-- EXERCISE INPUT --
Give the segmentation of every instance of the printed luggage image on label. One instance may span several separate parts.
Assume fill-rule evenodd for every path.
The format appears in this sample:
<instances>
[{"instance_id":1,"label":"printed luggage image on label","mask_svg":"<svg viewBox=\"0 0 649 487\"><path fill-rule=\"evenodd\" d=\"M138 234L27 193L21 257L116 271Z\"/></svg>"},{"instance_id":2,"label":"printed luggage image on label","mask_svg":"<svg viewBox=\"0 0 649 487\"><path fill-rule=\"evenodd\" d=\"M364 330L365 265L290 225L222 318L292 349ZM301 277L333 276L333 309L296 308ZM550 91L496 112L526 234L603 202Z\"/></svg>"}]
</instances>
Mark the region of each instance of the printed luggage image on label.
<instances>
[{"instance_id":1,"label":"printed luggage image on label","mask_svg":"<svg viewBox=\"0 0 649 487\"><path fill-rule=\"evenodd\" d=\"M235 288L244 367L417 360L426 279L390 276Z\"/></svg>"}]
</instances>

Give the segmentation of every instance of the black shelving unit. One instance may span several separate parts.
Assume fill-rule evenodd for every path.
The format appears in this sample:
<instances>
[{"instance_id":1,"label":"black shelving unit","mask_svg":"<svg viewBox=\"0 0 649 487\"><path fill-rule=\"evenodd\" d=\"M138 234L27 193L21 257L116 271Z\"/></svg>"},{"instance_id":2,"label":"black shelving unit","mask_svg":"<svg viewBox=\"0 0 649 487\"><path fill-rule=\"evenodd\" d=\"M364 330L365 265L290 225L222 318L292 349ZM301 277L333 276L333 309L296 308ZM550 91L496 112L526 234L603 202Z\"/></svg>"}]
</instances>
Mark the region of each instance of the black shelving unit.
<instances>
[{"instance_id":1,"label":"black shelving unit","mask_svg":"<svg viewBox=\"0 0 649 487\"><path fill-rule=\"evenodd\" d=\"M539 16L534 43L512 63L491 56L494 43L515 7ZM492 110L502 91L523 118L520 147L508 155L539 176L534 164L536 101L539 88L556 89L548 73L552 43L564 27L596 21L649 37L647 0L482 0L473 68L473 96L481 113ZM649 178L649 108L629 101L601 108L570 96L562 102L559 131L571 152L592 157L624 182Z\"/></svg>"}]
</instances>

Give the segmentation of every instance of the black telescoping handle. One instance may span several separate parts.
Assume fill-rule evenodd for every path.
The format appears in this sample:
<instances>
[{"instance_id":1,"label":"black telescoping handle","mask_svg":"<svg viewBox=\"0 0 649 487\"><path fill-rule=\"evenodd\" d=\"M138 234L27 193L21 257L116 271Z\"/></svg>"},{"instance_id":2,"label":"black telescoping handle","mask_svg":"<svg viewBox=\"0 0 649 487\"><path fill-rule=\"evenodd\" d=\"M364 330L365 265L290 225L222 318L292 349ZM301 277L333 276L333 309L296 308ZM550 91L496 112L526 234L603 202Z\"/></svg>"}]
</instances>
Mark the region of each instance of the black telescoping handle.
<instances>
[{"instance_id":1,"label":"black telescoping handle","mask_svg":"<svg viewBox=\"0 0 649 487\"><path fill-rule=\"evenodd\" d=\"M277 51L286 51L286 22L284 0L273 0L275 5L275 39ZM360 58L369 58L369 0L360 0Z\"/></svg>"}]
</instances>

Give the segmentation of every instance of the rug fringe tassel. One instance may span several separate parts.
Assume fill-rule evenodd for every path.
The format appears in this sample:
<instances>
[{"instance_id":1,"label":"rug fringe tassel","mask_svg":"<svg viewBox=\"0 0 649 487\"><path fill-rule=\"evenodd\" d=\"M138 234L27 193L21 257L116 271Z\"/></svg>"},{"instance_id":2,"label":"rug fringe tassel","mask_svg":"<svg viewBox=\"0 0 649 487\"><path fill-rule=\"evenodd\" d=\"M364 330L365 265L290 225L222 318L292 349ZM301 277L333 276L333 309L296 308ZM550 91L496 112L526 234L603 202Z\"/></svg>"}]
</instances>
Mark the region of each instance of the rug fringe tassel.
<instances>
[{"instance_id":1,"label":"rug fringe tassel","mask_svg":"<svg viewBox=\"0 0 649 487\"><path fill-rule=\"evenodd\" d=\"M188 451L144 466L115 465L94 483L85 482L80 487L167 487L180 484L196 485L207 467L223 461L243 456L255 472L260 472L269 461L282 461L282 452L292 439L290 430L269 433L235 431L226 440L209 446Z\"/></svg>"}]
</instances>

-- TASK DESCRIPTION --
All of the data above should be transcribed exactly.

-- FINISHED ANSWER --
Give the segmentation of every instance of the printed luggage image on label. One instance may span several separate parts.
Assume fill-rule evenodd for every path.
The format appears in this sample:
<instances>
[{"instance_id":1,"label":"printed luggage image on label","mask_svg":"<svg viewBox=\"0 0 649 487\"><path fill-rule=\"evenodd\" d=\"M138 234L27 193L21 257L116 271Z\"/></svg>"},{"instance_id":2,"label":"printed luggage image on label","mask_svg":"<svg viewBox=\"0 0 649 487\"><path fill-rule=\"evenodd\" d=\"M364 330L365 265L290 225L222 318L292 349ZM301 277L333 276L333 309L296 308ZM550 91L496 112L526 234L603 202Z\"/></svg>"}]
</instances>
Mark the region of each instance of the printed luggage image on label.
<instances>
[{"instance_id":1,"label":"printed luggage image on label","mask_svg":"<svg viewBox=\"0 0 649 487\"><path fill-rule=\"evenodd\" d=\"M235 288L244 367L417 360L426 279L390 276Z\"/></svg>"}]
</instances>

Give the segmentation of every instance of the black shelving unit. One instance may span several separate parts.
Assume fill-rule evenodd for every path.
The format appears in this sample:
<instances>
[{"instance_id":1,"label":"black shelving unit","mask_svg":"<svg viewBox=\"0 0 649 487\"><path fill-rule=\"evenodd\" d=\"M138 234L27 193L21 257L116 271Z\"/></svg>"},{"instance_id":2,"label":"black shelving unit","mask_svg":"<svg viewBox=\"0 0 649 487\"><path fill-rule=\"evenodd\" d=\"M364 330L365 265L290 225L222 318L292 349ZM301 277L333 276L333 309L296 308ZM550 91L496 112L526 234L603 202Z\"/></svg>"}]
</instances>
Mark the region of each instance of the black shelving unit.
<instances>
[{"instance_id":1,"label":"black shelving unit","mask_svg":"<svg viewBox=\"0 0 649 487\"><path fill-rule=\"evenodd\" d=\"M539 16L534 43L512 63L491 56L494 43L515 7ZM492 110L502 91L523 118L520 147L508 155L539 176L534 164L536 101L539 88L556 89L548 73L552 43L564 27L596 21L649 37L647 0L482 0L473 68L473 96L481 113ZM649 178L649 108L629 101L601 108L570 96L562 102L559 131L571 152L592 157L624 182Z\"/></svg>"}]
</instances>

Give the segmentation of every instance of the black telescoping handle. One instance may span several separate parts.
Assume fill-rule evenodd for every path.
The format appears in this sample:
<instances>
[{"instance_id":1,"label":"black telescoping handle","mask_svg":"<svg viewBox=\"0 0 649 487\"><path fill-rule=\"evenodd\" d=\"M138 234L27 193L21 257L116 271Z\"/></svg>"},{"instance_id":2,"label":"black telescoping handle","mask_svg":"<svg viewBox=\"0 0 649 487\"><path fill-rule=\"evenodd\" d=\"M364 330L365 265L290 225L222 318L292 349ZM301 277L333 276L333 309L296 308ZM550 91L496 112L526 234L603 202Z\"/></svg>"}]
</instances>
Mark the region of each instance of the black telescoping handle.
<instances>
[{"instance_id":1,"label":"black telescoping handle","mask_svg":"<svg viewBox=\"0 0 649 487\"><path fill-rule=\"evenodd\" d=\"M277 51L286 51L286 22L284 0L273 0L275 5L275 39ZM360 58L369 58L369 0L360 0Z\"/></svg>"}]
</instances>

Give the segmentation of every instance of the rug fringe tassel. One instance may span several separate parts.
Assume fill-rule evenodd for every path.
The format appears in this sample:
<instances>
[{"instance_id":1,"label":"rug fringe tassel","mask_svg":"<svg viewBox=\"0 0 649 487\"><path fill-rule=\"evenodd\" d=\"M138 234L27 193L21 257L116 271Z\"/></svg>"},{"instance_id":2,"label":"rug fringe tassel","mask_svg":"<svg viewBox=\"0 0 649 487\"><path fill-rule=\"evenodd\" d=\"M364 330L365 265L290 225L222 318L292 349ZM301 277L333 276L333 309L296 308ZM550 91L496 112L526 234L603 202Z\"/></svg>"}]
</instances>
Mark the region of each instance of the rug fringe tassel.
<instances>
[{"instance_id":1,"label":"rug fringe tassel","mask_svg":"<svg viewBox=\"0 0 649 487\"><path fill-rule=\"evenodd\" d=\"M188 451L144 466L115 465L94 483L85 482L80 487L167 487L180 484L196 485L207 467L223 461L243 456L255 472L260 472L269 461L282 461L282 452L292 439L290 430L269 433L235 431L226 440L209 446Z\"/></svg>"}]
</instances>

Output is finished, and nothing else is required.